> _Instructions to follow_: Of the entries below, restate word for word only the section that runs from the line with "Target: white sandy seabed" to the line with "Tag a single point on each instance of the dark", counting both ends.
★ ★ ★ ★
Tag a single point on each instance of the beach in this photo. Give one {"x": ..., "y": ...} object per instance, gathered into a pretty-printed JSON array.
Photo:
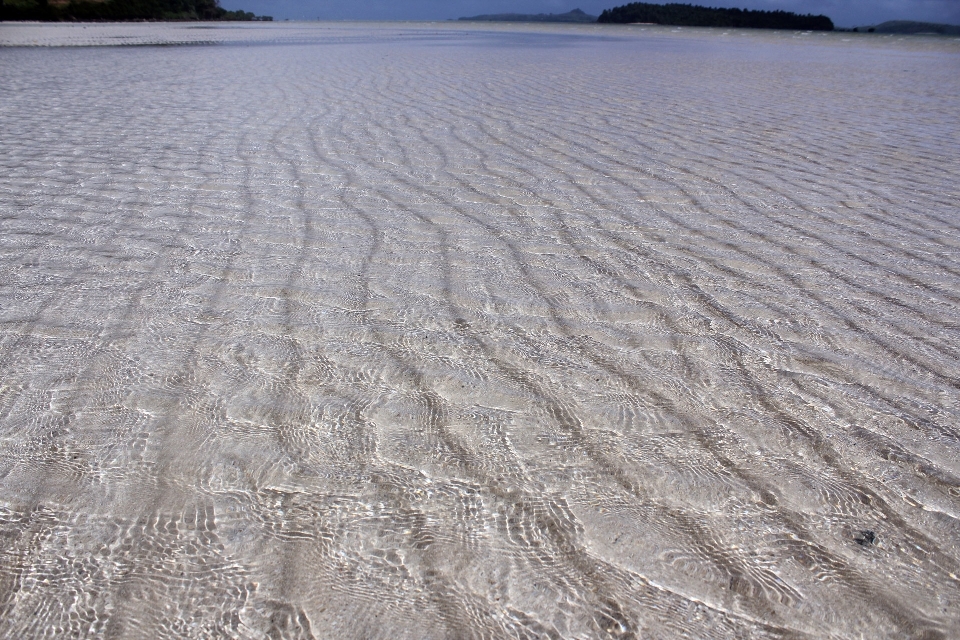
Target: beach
[{"x": 433, "y": 330}]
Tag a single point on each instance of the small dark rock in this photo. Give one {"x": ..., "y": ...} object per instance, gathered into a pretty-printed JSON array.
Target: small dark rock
[{"x": 865, "y": 538}]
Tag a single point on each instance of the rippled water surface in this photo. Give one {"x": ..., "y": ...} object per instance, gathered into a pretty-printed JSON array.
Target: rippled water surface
[{"x": 418, "y": 331}]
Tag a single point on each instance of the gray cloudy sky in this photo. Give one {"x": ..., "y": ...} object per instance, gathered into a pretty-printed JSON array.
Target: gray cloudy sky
[{"x": 845, "y": 13}]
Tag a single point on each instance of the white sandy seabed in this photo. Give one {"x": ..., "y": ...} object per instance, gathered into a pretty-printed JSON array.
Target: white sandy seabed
[{"x": 453, "y": 331}]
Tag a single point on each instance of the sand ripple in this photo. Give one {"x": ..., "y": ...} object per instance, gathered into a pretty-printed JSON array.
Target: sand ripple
[{"x": 432, "y": 332}]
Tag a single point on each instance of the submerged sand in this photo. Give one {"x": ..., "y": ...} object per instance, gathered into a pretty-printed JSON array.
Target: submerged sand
[{"x": 434, "y": 331}]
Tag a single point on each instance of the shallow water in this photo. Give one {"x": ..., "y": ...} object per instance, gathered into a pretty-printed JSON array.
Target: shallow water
[{"x": 425, "y": 331}]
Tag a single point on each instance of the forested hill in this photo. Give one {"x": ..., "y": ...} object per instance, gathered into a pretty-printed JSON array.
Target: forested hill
[
  {"x": 689, "y": 15},
  {"x": 571, "y": 16},
  {"x": 120, "y": 10}
]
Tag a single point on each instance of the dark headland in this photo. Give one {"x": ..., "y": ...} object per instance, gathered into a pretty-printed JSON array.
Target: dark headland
[
  {"x": 911, "y": 27},
  {"x": 688, "y": 15},
  {"x": 120, "y": 10}
]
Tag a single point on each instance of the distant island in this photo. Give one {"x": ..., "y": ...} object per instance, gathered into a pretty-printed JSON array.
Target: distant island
[
  {"x": 689, "y": 15},
  {"x": 911, "y": 27},
  {"x": 571, "y": 16},
  {"x": 120, "y": 10}
]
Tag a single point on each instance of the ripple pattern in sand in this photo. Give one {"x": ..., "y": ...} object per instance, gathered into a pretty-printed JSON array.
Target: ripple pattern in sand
[{"x": 513, "y": 332}]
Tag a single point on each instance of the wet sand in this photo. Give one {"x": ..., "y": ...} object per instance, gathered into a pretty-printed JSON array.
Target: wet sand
[{"x": 433, "y": 331}]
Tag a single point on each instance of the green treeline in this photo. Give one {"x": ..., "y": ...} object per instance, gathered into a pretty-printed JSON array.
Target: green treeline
[
  {"x": 689, "y": 15},
  {"x": 120, "y": 10}
]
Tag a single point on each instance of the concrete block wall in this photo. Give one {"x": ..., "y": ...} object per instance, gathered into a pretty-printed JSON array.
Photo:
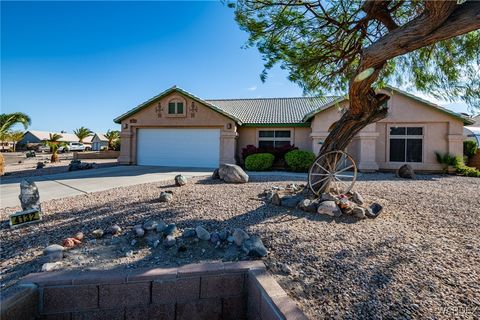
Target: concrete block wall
[{"x": 232, "y": 290}]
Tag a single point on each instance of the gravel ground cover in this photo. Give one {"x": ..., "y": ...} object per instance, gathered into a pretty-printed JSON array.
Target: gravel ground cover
[
  {"x": 28, "y": 167},
  {"x": 418, "y": 260}
]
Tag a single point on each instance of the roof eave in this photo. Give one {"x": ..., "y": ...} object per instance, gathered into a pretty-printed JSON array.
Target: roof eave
[{"x": 166, "y": 92}]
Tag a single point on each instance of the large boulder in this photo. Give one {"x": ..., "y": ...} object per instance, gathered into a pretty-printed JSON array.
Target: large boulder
[
  {"x": 232, "y": 174},
  {"x": 406, "y": 172}
]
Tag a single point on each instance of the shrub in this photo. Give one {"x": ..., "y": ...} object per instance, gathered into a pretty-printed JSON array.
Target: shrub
[
  {"x": 469, "y": 148},
  {"x": 464, "y": 170},
  {"x": 279, "y": 152},
  {"x": 259, "y": 161},
  {"x": 300, "y": 161}
]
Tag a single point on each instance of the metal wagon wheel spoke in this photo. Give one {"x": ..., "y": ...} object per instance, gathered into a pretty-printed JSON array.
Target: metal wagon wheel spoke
[{"x": 336, "y": 170}]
★ ★ ★ ★
> _Solution below_:
Target: white sandy seabed
[{"x": 453, "y": 331}]
Tag a single point on each instance of the sand ripple in this photo. Give one {"x": ..., "y": ...} object per instance, gathered into a pretty-printed JSON array.
Target: sand ripple
[{"x": 432, "y": 332}]
Tag a single point on each instance of the submerged sand in this photo. Give one {"x": ..., "y": ...} object per instance, gathered into a pretty-printed JSON array.
Target: submerged sand
[{"x": 434, "y": 331}]
Tag a single point on each instance of the shallow water in this photo. Give one {"x": ..., "y": ...} object per instance, gathered into a pretty-printed JSON array.
Target: shallow water
[{"x": 425, "y": 331}]
Tag a single point on each instance of the forested hill in this photo. Give one {"x": ..., "y": ...} object per instance, gathered into a pretty-printed JSON array.
Target: forested hill
[
  {"x": 689, "y": 15},
  {"x": 571, "y": 16},
  {"x": 120, "y": 10}
]
Tag a single point on each instance of the dark headland in this photo. Give one {"x": ..., "y": ...} object per instance, gathered into a pretty-printed JSON array.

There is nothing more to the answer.